= WHAT NEEDS TO BE DONE =
Copy out all the rows below with each "example of the format" replaced by "format sample", keep everything else unchanged, and leave the pictures out.

* * * * * * *

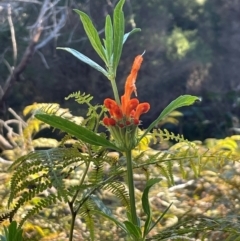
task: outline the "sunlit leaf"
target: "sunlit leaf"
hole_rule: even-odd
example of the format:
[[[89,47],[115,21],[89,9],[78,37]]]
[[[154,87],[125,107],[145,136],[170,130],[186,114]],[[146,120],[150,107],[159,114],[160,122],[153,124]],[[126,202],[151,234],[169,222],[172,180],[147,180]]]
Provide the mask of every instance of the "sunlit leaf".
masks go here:
[[[120,0],[113,13],[113,69],[116,71],[122,53],[124,36],[124,14],[122,11],[125,0]]]
[[[71,53],[72,55],[74,55],[76,58],[78,58],[82,62],[90,65],[92,68],[94,68],[94,69],[98,70],[99,72],[103,73],[105,76],[108,76],[107,71],[103,67],[101,67],[99,64],[97,64],[96,62],[94,62],[90,58],[88,58],[86,55],[78,52],[77,50],[71,49],[71,48],[61,48],[61,47],[58,47],[57,49],[66,50],[67,52]]]

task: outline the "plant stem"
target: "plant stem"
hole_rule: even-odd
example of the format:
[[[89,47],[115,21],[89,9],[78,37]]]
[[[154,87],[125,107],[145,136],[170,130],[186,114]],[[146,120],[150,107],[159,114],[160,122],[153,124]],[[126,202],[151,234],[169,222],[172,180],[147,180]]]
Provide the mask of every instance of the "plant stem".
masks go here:
[[[115,79],[111,79],[110,82],[111,82],[111,85],[112,85],[114,98],[115,98],[117,104],[120,105],[121,103],[120,103],[120,99],[119,99],[119,95],[118,95],[116,81],[115,81]]]
[[[69,232],[69,241],[73,241],[73,231],[74,231],[74,226],[75,226],[75,220],[76,220],[76,216],[77,213],[74,212],[73,210],[73,203],[68,203],[70,210],[71,210],[71,214],[72,214],[72,219],[71,219],[71,226],[70,226],[70,232]]]
[[[132,153],[126,151],[127,158],[127,177],[128,177],[128,188],[129,188],[129,197],[130,197],[130,211],[132,217],[132,223],[138,226],[136,204],[135,204],[135,187],[133,181],[133,167],[132,167]]]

* * * * * * *

= SOLVED PROBLEM =
task: outline the "sunlit leaf"
target: "sunlit leaf"
hole_rule: even-odd
format sample:
[[[89,47],[115,21],[89,9],[78,37]]]
[[[154,87],[125,107],[145,136],[170,130],[186,114]],[[146,120],[150,107],[159,114],[160,122],[153,124]],[[126,202],[151,234],[169,222],[172,180],[147,180]]]
Provide the mask of every instance of the "sunlit leaf".
masks go here:
[[[120,0],[113,13],[113,69],[116,71],[122,53],[124,36],[124,14],[122,11],[125,0]]]
[[[71,53],[72,55],[74,55],[76,58],[78,58],[82,62],[90,65],[92,68],[94,68],[94,69],[98,70],[99,72],[103,73],[105,76],[108,76],[107,71],[103,67],[101,67],[99,64],[97,64],[96,62],[94,62],[90,58],[88,58],[86,55],[78,52],[77,50],[71,49],[71,48],[61,48],[61,47],[58,47],[57,49],[66,50],[67,52]]]

task: outline the "plant stem"
target: "plant stem"
hole_rule: even-odd
format sample:
[[[89,47],[115,21],[89,9],[78,37]]]
[[[154,87],[125,107],[145,136],[170,130],[186,114]],[[146,120],[150,107],[159,114],[160,122],[153,124]],[[126,202],[151,234],[169,222],[172,180],[147,180]]]
Provide the mask of every instance of the "plant stem".
masks go here:
[[[115,79],[111,79],[110,82],[111,82],[111,85],[112,85],[114,98],[115,98],[117,104],[120,105],[121,103],[120,103],[120,99],[119,99],[119,95],[118,95],[116,81],[115,81]]]
[[[69,232],[69,241],[73,241],[73,231],[74,231],[74,226],[75,226],[75,220],[76,220],[76,216],[77,213],[74,212],[73,210],[73,203],[68,203],[70,210],[71,210],[71,214],[72,214],[72,219],[71,219],[71,226],[70,226],[70,232]]]
[[[132,153],[126,151],[127,158],[127,177],[128,177],[128,188],[129,188],[129,197],[130,197],[130,211],[132,217],[132,223],[138,226],[136,204],[135,204],[135,187],[133,181],[133,167],[132,167]]]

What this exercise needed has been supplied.